== The task ==
Return only the line that contains "Target phrase = waterfall" and each line after it, through the last line of the data below, copied exactly.

== Input for this task ==
· · · · · · ·
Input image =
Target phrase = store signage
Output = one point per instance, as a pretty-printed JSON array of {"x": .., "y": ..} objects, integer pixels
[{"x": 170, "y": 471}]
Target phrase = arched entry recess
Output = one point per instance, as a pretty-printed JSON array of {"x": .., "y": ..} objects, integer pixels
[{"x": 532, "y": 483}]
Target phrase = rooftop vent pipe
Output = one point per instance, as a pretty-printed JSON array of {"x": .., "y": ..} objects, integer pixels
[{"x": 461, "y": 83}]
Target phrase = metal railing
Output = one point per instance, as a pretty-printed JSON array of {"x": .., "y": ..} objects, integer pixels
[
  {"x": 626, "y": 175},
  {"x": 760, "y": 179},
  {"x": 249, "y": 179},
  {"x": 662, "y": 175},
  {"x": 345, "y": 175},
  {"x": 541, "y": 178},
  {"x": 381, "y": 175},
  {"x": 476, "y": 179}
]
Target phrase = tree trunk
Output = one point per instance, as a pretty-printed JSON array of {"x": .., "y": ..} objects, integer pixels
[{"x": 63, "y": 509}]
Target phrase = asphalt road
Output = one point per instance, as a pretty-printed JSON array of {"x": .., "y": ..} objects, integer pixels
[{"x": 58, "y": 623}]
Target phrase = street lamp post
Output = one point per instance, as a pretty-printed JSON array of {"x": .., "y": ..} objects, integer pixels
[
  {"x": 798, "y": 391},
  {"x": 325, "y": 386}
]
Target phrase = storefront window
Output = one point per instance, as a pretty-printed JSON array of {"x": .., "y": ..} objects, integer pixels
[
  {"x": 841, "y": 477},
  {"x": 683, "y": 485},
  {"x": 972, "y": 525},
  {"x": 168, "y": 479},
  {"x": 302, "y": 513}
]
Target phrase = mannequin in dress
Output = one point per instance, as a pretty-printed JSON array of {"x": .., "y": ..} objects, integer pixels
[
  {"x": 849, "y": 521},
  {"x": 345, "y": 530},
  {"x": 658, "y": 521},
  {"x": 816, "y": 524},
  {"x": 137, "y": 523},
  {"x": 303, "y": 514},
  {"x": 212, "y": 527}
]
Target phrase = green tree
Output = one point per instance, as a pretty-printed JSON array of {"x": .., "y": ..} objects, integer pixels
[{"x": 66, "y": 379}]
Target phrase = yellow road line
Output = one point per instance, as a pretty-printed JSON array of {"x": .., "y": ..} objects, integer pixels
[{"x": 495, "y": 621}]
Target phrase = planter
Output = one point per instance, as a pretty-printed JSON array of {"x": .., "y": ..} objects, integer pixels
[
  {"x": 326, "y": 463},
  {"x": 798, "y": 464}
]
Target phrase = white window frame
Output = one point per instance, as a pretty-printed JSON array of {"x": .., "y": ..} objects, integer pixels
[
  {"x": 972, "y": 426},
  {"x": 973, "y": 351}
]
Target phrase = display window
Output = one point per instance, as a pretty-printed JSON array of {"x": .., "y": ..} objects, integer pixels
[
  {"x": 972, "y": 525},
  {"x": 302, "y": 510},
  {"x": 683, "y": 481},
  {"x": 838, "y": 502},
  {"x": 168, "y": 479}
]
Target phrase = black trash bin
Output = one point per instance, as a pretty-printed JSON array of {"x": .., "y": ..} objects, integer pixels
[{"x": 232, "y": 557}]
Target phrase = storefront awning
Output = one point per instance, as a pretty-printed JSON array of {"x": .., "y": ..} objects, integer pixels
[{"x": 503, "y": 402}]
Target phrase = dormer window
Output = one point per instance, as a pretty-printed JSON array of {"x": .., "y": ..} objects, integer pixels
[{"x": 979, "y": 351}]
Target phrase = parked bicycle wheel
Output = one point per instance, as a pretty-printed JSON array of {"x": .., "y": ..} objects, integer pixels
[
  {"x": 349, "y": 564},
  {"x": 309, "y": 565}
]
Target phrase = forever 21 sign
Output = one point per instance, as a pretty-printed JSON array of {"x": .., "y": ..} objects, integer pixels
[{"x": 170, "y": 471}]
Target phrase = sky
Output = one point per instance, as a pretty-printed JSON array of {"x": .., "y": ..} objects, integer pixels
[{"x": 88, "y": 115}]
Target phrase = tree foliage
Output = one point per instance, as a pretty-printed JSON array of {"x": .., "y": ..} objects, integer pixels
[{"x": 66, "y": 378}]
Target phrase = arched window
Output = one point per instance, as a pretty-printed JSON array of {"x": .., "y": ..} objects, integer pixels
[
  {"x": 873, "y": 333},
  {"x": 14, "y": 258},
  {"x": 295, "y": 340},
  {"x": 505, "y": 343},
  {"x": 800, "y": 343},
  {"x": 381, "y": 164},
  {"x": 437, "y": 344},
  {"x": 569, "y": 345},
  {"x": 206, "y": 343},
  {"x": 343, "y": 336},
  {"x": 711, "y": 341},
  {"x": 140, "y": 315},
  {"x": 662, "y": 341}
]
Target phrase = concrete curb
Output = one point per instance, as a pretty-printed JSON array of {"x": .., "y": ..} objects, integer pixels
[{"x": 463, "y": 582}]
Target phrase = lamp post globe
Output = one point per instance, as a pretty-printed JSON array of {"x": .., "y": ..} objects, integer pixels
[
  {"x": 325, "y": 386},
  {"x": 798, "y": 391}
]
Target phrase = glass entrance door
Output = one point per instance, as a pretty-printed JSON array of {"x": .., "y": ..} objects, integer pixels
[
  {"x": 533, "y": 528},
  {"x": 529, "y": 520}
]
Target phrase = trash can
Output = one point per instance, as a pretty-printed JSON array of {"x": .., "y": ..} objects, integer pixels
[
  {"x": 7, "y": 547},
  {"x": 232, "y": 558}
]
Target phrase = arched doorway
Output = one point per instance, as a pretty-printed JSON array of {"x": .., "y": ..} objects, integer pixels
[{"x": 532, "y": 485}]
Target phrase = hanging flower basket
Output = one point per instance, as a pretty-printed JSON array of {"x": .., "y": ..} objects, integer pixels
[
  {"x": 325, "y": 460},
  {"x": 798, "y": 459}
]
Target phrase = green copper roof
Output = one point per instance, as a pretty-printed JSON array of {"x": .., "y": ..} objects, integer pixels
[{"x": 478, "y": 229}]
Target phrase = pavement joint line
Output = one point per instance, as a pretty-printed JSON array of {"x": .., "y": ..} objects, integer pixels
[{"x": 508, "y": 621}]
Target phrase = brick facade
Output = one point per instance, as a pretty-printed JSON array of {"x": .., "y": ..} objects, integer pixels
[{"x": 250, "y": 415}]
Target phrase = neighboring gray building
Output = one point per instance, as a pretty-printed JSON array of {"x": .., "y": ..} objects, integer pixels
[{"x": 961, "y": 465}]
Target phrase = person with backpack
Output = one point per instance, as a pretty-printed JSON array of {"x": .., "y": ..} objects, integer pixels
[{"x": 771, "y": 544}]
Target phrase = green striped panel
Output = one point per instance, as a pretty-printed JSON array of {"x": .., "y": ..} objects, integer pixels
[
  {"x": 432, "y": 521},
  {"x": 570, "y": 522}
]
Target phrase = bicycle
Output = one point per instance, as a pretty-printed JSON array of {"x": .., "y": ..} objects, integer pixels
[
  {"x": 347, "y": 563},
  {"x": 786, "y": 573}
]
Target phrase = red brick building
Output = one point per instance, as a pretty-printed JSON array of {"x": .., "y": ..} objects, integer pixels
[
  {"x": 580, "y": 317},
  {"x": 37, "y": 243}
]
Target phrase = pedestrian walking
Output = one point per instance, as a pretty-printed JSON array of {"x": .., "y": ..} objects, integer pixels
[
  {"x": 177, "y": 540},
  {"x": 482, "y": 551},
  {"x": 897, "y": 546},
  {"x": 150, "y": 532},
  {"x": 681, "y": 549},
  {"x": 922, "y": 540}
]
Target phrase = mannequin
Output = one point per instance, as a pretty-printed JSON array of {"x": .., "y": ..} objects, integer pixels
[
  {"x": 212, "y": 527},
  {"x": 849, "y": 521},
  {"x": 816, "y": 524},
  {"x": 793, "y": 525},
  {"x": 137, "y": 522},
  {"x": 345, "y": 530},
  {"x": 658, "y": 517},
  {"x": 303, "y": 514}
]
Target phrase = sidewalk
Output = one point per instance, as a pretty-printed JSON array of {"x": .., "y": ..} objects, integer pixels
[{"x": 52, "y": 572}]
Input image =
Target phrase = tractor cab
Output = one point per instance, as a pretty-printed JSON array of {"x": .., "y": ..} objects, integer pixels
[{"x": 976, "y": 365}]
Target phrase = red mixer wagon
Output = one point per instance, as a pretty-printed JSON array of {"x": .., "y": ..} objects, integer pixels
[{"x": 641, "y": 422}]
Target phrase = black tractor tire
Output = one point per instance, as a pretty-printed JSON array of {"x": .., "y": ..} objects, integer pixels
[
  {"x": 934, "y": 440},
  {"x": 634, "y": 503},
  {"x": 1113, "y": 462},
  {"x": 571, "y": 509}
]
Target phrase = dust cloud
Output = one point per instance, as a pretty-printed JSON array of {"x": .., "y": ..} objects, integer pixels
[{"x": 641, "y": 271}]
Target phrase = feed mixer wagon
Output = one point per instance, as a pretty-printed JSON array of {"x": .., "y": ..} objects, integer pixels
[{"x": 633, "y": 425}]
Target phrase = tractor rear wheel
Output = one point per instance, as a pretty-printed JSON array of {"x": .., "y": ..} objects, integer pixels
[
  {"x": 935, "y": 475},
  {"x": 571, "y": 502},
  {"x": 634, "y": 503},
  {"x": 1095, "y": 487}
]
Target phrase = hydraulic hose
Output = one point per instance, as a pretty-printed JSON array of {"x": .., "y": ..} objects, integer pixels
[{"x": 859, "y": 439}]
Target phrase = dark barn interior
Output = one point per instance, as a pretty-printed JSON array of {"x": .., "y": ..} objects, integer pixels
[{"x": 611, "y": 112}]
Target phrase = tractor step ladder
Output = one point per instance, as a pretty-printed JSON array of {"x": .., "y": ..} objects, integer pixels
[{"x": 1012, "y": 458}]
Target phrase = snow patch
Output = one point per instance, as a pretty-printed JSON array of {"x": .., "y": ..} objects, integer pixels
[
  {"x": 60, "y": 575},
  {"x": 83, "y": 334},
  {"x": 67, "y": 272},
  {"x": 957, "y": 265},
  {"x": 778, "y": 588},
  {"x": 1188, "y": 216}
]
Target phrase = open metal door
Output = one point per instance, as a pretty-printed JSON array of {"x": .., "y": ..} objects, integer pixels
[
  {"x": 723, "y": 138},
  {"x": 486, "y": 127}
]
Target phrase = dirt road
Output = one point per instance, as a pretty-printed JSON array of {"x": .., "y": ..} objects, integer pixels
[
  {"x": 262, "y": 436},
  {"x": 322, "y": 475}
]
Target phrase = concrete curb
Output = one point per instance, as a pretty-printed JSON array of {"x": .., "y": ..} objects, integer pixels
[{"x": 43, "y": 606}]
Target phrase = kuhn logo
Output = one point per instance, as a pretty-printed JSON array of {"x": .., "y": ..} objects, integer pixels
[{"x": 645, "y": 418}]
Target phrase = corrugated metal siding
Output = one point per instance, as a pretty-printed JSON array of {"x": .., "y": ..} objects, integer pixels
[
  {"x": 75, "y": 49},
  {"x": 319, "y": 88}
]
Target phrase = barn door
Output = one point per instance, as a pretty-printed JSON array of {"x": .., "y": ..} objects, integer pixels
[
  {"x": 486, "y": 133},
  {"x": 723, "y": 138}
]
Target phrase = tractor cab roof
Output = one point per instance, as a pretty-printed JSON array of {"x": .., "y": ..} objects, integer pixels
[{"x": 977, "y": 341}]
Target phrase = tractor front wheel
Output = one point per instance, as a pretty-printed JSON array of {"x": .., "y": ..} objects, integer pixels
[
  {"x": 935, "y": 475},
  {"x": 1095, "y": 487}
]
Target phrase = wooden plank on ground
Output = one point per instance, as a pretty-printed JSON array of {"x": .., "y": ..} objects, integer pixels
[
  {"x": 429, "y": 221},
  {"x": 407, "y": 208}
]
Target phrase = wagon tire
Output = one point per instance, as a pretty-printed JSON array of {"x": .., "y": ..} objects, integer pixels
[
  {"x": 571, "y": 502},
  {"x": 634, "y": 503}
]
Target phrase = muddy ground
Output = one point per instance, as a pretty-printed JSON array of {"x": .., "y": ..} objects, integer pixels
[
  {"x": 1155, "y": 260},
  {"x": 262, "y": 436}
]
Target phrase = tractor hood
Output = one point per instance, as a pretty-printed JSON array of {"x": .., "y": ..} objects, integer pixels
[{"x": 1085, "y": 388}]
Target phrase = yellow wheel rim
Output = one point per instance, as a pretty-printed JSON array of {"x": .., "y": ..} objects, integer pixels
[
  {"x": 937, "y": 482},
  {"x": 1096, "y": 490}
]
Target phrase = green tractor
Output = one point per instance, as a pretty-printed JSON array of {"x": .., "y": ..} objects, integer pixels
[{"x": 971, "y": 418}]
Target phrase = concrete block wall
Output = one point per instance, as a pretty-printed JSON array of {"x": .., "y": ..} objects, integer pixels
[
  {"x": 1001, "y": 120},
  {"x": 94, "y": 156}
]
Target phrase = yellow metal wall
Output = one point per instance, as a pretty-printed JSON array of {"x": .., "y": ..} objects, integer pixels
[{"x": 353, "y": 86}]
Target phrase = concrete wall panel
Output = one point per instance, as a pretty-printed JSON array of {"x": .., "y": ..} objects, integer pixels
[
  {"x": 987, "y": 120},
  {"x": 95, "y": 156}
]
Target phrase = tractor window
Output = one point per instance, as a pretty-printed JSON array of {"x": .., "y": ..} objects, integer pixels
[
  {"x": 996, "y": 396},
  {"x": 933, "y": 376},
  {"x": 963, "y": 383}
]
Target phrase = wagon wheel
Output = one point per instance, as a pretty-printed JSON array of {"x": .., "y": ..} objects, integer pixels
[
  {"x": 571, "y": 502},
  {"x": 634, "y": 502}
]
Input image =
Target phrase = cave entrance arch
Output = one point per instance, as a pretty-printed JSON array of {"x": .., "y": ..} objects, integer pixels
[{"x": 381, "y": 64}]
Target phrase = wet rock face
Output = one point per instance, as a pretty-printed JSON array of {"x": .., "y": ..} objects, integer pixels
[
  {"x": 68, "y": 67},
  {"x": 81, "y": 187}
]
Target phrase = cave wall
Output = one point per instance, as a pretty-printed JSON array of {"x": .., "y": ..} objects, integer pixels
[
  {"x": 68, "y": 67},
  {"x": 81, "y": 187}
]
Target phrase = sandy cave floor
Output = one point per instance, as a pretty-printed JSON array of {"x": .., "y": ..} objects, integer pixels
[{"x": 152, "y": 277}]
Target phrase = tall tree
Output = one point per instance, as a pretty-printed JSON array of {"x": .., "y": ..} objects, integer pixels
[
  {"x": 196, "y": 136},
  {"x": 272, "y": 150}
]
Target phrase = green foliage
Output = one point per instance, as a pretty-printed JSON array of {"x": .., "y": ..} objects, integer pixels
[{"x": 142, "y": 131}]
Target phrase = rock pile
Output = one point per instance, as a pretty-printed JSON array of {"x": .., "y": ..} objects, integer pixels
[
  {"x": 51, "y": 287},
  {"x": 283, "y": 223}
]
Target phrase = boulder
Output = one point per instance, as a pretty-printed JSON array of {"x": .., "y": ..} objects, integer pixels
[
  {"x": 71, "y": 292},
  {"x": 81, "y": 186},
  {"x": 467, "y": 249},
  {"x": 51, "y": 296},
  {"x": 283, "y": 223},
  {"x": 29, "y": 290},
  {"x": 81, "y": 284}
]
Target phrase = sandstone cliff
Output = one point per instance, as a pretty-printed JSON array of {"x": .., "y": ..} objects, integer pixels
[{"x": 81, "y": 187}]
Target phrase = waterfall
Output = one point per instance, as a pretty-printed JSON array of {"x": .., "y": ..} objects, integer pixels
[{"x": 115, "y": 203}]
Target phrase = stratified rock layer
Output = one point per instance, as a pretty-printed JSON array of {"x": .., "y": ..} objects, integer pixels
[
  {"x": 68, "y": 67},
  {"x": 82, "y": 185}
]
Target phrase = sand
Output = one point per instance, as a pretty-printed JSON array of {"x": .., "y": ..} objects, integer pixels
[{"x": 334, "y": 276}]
· · · · · · ·
== The response ==
Target phrase = waterfall
Output = one point per instance, as a pretty-printed JSON array of {"x": .., "y": ..} objects, integer pixels
[{"x": 115, "y": 203}]
Target phrase = stratified rock layer
Output = one point per instance, as a pretty-printed JSON array of {"x": .., "y": ..} objects, integer pixels
[
  {"x": 68, "y": 67},
  {"x": 82, "y": 185}
]
Target phrase = sand
Output = one point per instance, as a pretty-printed JSON array of {"x": .., "y": ..} objects, integer pixels
[{"x": 334, "y": 276}]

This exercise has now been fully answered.